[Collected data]

* Start *

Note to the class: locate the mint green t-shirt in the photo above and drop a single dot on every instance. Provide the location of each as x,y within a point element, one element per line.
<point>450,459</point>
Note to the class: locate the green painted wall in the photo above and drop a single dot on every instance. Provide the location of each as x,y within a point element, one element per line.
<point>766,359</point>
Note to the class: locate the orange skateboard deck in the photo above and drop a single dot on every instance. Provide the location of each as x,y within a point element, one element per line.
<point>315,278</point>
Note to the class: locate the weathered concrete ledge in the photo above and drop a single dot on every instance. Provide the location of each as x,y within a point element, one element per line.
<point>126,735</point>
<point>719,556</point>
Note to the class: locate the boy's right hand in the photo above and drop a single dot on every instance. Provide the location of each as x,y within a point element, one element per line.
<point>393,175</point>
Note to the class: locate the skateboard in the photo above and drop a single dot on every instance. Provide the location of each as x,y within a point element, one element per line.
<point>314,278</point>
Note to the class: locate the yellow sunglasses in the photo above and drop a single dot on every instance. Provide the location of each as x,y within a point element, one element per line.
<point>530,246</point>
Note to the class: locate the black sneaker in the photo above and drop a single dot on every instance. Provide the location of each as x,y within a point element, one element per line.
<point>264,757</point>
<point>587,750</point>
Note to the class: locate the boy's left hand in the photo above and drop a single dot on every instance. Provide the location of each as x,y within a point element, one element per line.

* End *

Exercise aim:
Copy the rows verbatim, starting at the very first row and ending at the line that contains "<point>450,459</point>", with both ends included.

Response to this task:
Note to the class: locate the mint green t-shirt in the photo above and drop a single dot on every instance. Provide the location of each as x,y within a point element, one element per line.
<point>450,459</point>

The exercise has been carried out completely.